::: Extrait choisi :::
LETTRES DU PAYS DE RANCE

Lettres du Pays de Rance Lettres et promenades

Ces églises qu’on voit de loin

Lettre No 10

24 août 2023 |  

Ces églises qu'on voit de loin…

C'est une courte phrase, dont je n’ai malheureusement pas retrouvé l’auteur, “Les cathédrales, ces signes de pierre”,  qui m’a incité à écrire cette lettre. 

Si vous habitez le pays de Rance, ou visitez régulièrement cette région, vous connaissez certainement plusieurs flèches de cathédrales impressionnantes comme celle de Saint Malo, ou la tour de la basilique Saint-Sauveur de Dinan, deux édifices qu'on voit de loin et sont attachés à l'histoire de ces deux villes importantes. Si vous lisez ces Lettres, vous connaissez aussi l’église d’ Yvignac la Tour, dont Le clocher est une tour étonnamment haute, à l’architecture impressionnante, qui domine toute une région. Mais, c'est la taille étonnante de certaines églises, construites au cœur de très petits villages, qui me surprent le plus. Je pense, entre autres, à l’église de Pleudihen-sur-Rance et celle de Saint-Père-Marc-en-Poulet, toutes deux construites sur la rive droite de la Rance, à quelques kilomètres de distance, dans des paroisses existantes depuis le Ve ou VIe siècle.
:::
Consigne A
Dressez la liste des villes et villages dont la lettre sur les églises du pays de Rance mentionne une église, une basilique ou une cathédrale.
Consigne B
Recopiez le passage de la lettre sur les églises du pays de Rance qui va de « Ces églises qu’on » jusqu'à « écrire cette lettre. », en remplaçant « cathédrales » par « basiliques ».
Consigne C
Écrivez la suite de la lettre sur les églises du pays de Rance, à partir de sa dernière phrase.
::: Données fournies :::
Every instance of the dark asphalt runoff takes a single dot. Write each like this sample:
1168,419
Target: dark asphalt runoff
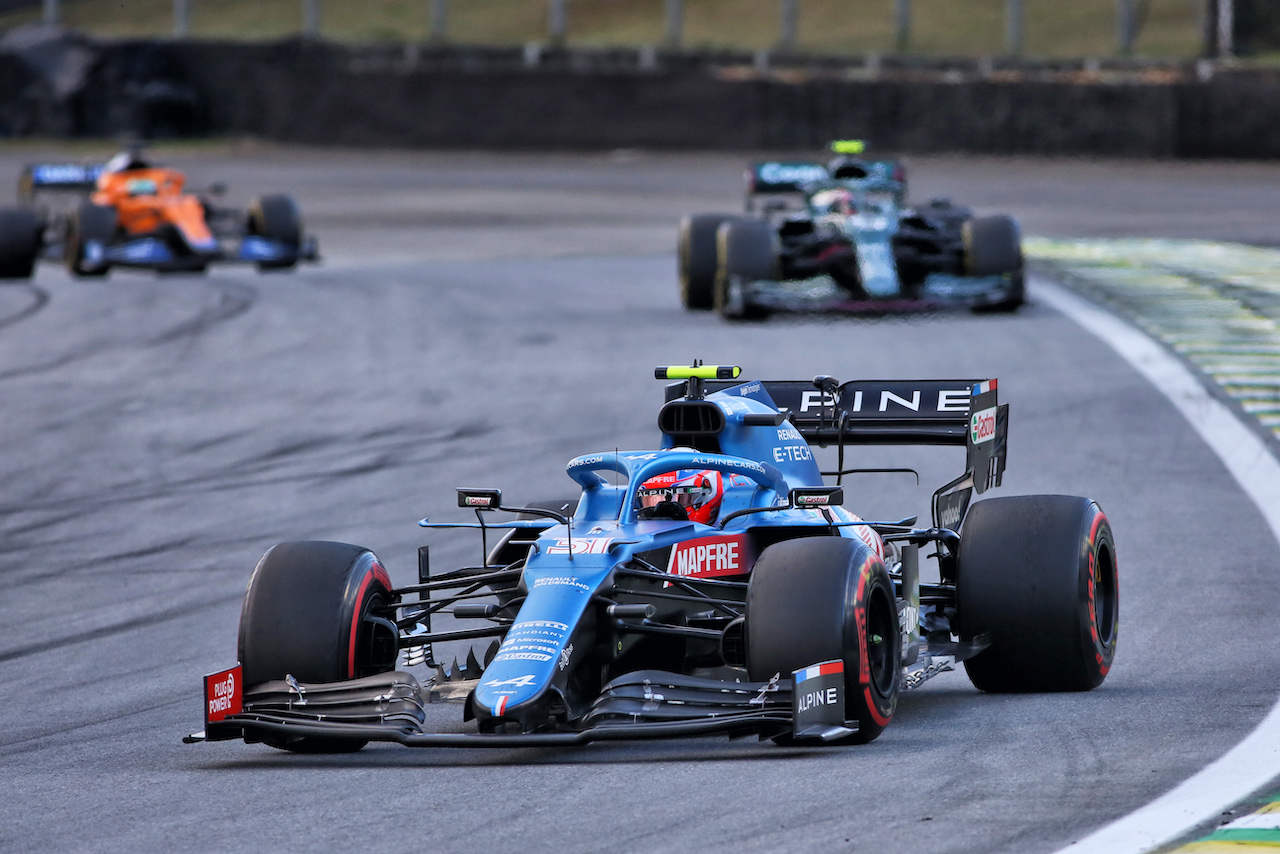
478,320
:::
Résultat A
Saint Malo
Dinan
Yvignac la Tour
Pleudihen-sur-Rance
Saint-Père-Marc-en-Poulet

Résultat B
Ces églises qu’on voit de loin

Lettre No 10

24 août 2023 |  

Ces églises qu'on voit de loin…

C'est une courte phrase, dont je n’ai malheureusement pas retrouvé l’auteur, “Les basiliques, ces signes de pierre”,  qui m’a incité à écrire cette lettre.

Résultat C
Les bâtiments religieux originaux, étaient, c’est certain, moins importants, et probablement pas exactement aux mêmes endroits, mais siècles après siècles leurs dimensions prirent  de l’ampleur ( les deux bâtiments que nous connaissons  de nos jours datant de la fin du XIXe et début du XXe siècle), alors que les villages restaient relativement petits.      

Histoire

Pleudihen-sur-Rance: Son nom Vient du Breton, “Ploe” (comme toutes les communes bretonnes érigées du Ve ou VIe siècle, ce terme signifiant Paroisse) et Tihen ( un obscure saint breton). Elle était très étendue à l’époque, englobant La Vicomté-sur-Rance, Saint-Hélen, Lanvallay. Saint-Solen et Tressaint. Le bourg actuel a été construit  sur une colline de 41m d’altitude, entre le ruisseau de la Chesnais-Coētquen et la Rance. Cet endroit était déjà habité au Paléolithique (-250.000 a –10.000 av. JC ). Son allée couverte date du Néolithique ( -6.000 a -2.000 av. JC) comme le Dolmen de la Tougeais. L’âge du bronze et du fer laissèrent de nombreuses traces(épées, haches et autres). À l’époque Gallo-Romaine, le territoire de la paroisse était traversé par plusieurs voies romaines, dont la voie Aleth-Condate (Saint-Malo – Rennes) et celle de Corseul ( Fanum Martis) à  Avranches ( Legedia).

La première mention de Pleudihen comme paroisse date de 1223, et la première église romane (remplaçant des sanctuaires très anciens), construite sur l'emplacement de l’église actuelle, entourée du cimetière, datait du XIIIe siècle. Tiphaine Raguenel, née à la Bellière, épouse de Bertrand du Guesclin y fut baptisée, en 1335. La seigneurie de la Béllière est mentionnée des le XIIe siècle. La construction de l’actuel château date probablement de la fin du XIVe siècle, début du XVe, par Jean Ier Raguenel  (1364-1415), Vicomte de la Béllière, un homme puissant, membre du conseil de Jean V,  Duc de Bretagne.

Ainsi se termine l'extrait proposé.